CARES Act: How it will impact nonprofits and charitable giving

On Friday, the U.S. government passed the The Coronavirus Aid, Relief, and Economic Security Act (CARES Act), which will provide much needed assistance to families and businesses across America.

Below is a summary of items in the CARES Act that could provide value for your nonprofit:

Charitable Giving Incentive
The CARES Act establishes a new, above-the-line deduction (universal or non-itemized deduction that applies to all taxpayers) for total charitable contributions of up to $300. The incentive applies to contributions made in 2020 and would be claimed on tax forms next year. Section 2204.

The bill also lifts the existing cap on annual contributions for those who itemize, raising it from 60 percent of adjusted gross income to 100 percent. For corporations, the bill raises the annual limit from 10 percent to 25 percent. Food donations from corporations would be available to 25 percent, up from the current 15 percent cap. Section 2205. 

Emergency Small Business Loans (emergency SBA 7(a) loans)

^^^^^^^^

◆ **EXERCISE TASKS**
- 1) List every distinct percentage figure named in the CARES Act summary, each once, in the order it first appears.
- 2) Extract from the CARES Act summary the passage that opens with the words "The bill also" and closes with "cap. Section 2205.".

◆ **SUPPLIED DATA**
^^^^^^^^

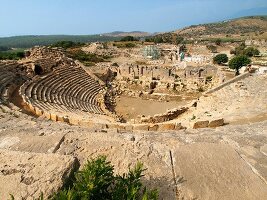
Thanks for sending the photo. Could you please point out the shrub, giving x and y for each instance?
(129, 39)
(67, 44)
(97, 181)
(220, 58)
(85, 57)
(218, 41)
(239, 61)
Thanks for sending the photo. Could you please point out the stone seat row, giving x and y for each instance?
(64, 89)
(6, 80)
(63, 97)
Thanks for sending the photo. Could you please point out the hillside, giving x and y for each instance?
(239, 26)
(35, 40)
(123, 34)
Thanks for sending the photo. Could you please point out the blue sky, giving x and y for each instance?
(43, 17)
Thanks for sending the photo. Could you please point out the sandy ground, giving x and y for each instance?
(130, 107)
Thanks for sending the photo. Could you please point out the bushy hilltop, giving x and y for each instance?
(244, 25)
(234, 30)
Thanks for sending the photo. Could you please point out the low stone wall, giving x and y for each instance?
(238, 78)
(169, 115)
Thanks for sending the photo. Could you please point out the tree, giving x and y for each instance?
(239, 61)
(220, 58)
(179, 39)
(97, 180)
(240, 49)
(250, 51)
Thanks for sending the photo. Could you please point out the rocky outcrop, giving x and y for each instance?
(169, 115)
(27, 175)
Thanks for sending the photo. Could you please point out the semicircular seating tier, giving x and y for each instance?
(66, 92)
(6, 80)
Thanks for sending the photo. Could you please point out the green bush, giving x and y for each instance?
(251, 51)
(9, 55)
(86, 57)
(67, 44)
(129, 39)
(220, 58)
(96, 181)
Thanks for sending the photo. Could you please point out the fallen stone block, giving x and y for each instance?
(216, 123)
(163, 127)
(140, 127)
(153, 127)
(201, 124)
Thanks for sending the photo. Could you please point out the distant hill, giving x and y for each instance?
(123, 34)
(243, 25)
(34, 40)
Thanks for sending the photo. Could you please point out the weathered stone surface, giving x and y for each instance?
(201, 124)
(53, 117)
(168, 126)
(140, 127)
(153, 127)
(216, 123)
(216, 171)
(26, 175)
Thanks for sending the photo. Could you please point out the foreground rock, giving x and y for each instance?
(26, 175)
(216, 171)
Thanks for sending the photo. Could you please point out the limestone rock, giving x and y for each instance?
(216, 123)
(26, 175)
(216, 171)
(201, 124)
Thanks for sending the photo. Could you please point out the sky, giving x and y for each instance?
(83, 17)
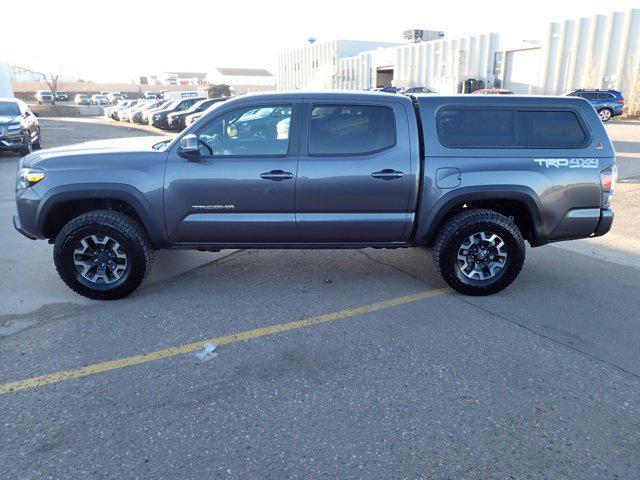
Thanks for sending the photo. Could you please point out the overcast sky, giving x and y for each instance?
(119, 40)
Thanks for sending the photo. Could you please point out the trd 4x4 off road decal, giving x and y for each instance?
(568, 162)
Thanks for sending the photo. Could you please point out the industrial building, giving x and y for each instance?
(441, 64)
(598, 52)
(316, 65)
(6, 91)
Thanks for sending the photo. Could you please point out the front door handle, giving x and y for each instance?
(387, 174)
(276, 175)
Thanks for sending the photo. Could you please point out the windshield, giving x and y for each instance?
(259, 113)
(9, 109)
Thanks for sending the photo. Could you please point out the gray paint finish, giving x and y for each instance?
(330, 200)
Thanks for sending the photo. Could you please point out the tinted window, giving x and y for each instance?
(350, 129)
(554, 129)
(476, 127)
(486, 128)
(242, 133)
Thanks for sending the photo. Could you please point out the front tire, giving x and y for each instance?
(479, 252)
(102, 255)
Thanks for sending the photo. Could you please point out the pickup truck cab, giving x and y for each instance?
(473, 177)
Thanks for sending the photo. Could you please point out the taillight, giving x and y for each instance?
(608, 178)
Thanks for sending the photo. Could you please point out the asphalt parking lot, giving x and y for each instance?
(336, 363)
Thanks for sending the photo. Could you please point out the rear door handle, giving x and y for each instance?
(387, 174)
(276, 175)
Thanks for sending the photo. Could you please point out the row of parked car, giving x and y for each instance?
(171, 114)
(101, 99)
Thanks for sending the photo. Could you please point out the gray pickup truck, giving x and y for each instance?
(473, 177)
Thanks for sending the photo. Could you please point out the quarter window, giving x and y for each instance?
(508, 128)
(350, 129)
(476, 127)
(250, 131)
(549, 129)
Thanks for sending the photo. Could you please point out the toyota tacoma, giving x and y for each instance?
(472, 177)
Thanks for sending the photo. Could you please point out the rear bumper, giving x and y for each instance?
(581, 223)
(605, 223)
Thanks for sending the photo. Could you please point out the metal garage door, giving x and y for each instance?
(522, 69)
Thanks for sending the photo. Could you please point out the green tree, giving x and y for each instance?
(217, 91)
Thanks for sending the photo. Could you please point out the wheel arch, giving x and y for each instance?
(61, 204)
(518, 201)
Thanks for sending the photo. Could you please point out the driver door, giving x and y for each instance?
(240, 186)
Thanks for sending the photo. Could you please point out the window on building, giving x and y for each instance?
(350, 129)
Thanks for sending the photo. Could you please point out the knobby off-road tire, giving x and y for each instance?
(106, 238)
(479, 252)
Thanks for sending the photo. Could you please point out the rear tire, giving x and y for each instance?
(479, 252)
(126, 239)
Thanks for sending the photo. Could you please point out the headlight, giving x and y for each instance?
(28, 177)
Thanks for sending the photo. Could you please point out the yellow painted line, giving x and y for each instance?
(96, 368)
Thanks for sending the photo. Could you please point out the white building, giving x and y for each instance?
(441, 65)
(243, 79)
(6, 90)
(518, 69)
(598, 52)
(315, 66)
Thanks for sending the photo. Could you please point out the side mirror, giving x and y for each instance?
(189, 145)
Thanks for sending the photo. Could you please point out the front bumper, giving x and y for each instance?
(11, 141)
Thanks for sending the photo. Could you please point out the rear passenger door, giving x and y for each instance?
(354, 177)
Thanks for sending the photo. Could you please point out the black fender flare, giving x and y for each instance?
(431, 219)
(97, 191)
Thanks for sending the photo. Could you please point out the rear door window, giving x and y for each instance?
(351, 129)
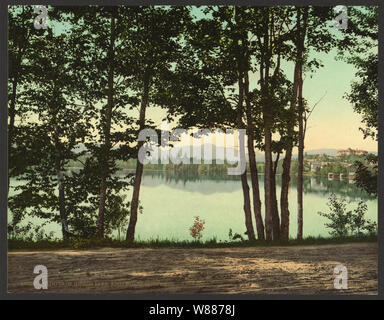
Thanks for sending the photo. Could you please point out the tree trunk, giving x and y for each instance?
(300, 182)
(62, 209)
(139, 166)
(244, 181)
(301, 162)
(253, 165)
(275, 209)
(284, 232)
(107, 133)
(286, 176)
(12, 111)
(268, 178)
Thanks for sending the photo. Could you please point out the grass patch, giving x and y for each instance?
(84, 244)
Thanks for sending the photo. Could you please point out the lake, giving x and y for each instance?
(171, 201)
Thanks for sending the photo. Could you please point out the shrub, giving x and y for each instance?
(197, 228)
(343, 222)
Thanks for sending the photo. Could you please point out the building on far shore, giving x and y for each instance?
(349, 151)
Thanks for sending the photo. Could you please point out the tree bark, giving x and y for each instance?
(244, 181)
(253, 165)
(300, 212)
(284, 232)
(268, 178)
(300, 161)
(275, 208)
(139, 166)
(107, 133)
(62, 209)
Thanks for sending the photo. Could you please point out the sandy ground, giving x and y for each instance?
(270, 270)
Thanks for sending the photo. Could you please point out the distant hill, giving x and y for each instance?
(219, 152)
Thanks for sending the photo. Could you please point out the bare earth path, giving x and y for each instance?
(266, 270)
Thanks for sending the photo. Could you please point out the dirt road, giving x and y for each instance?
(266, 270)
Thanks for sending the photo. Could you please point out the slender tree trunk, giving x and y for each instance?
(244, 181)
(284, 232)
(253, 165)
(139, 166)
(107, 133)
(12, 111)
(268, 178)
(60, 182)
(275, 209)
(286, 176)
(62, 209)
(301, 161)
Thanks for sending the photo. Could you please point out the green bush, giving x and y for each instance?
(344, 222)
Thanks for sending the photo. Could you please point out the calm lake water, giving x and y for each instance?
(171, 202)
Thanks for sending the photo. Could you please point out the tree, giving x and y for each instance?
(359, 47)
(21, 42)
(47, 143)
(154, 44)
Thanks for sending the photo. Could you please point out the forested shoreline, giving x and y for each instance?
(92, 76)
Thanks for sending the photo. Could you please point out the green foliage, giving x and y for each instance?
(344, 222)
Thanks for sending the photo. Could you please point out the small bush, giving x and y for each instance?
(344, 222)
(197, 228)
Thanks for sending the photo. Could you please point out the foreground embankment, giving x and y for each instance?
(249, 270)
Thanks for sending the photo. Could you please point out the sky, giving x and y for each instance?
(333, 123)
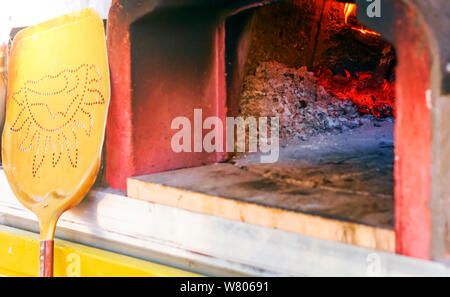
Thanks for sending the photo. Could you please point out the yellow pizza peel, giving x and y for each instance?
(57, 100)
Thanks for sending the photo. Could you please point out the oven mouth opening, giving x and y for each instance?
(331, 83)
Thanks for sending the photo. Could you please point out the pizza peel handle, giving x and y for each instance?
(57, 101)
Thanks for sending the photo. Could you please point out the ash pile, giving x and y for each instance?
(304, 107)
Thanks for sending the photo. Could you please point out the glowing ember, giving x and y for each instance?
(372, 96)
(350, 9)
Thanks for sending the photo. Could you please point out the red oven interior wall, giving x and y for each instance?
(138, 131)
(162, 66)
(412, 140)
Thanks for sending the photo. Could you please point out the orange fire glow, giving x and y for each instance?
(350, 9)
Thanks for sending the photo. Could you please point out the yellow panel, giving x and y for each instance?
(19, 252)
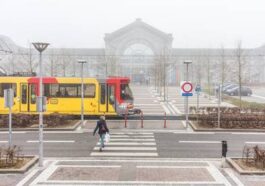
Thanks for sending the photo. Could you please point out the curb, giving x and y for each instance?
(196, 129)
(240, 170)
(45, 129)
(23, 169)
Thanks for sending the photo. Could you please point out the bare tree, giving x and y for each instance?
(240, 63)
(223, 68)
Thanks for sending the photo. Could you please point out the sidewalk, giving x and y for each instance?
(111, 171)
(128, 171)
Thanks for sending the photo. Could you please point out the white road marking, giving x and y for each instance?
(257, 96)
(234, 178)
(103, 166)
(255, 142)
(28, 177)
(166, 167)
(129, 139)
(128, 148)
(128, 143)
(194, 132)
(199, 141)
(248, 133)
(127, 136)
(123, 154)
(65, 141)
(125, 133)
(14, 132)
(165, 108)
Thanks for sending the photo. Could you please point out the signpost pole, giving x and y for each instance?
(9, 100)
(198, 94)
(219, 103)
(187, 98)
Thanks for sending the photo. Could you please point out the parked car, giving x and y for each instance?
(245, 91)
(230, 86)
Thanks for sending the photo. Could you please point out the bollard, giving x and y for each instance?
(142, 122)
(125, 118)
(224, 152)
(165, 120)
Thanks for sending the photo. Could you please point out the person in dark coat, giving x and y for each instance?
(102, 130)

^^^^^^^^

◆ **ANSWERS**
- 1) 60 percent, 100 percent, 10 percent, 25 percent, 15 percent

- 2)
The bill also lifts the existing cap on annual contributions for those who itemize, raising it from 60 percent of adjusted gross income to 100 percent. For corporations, the bill raises the annual limit from 10 percent to 25 percent. Food donations from corporations would be available to 25 percent, up from the current 15 percent cap. Section 2205.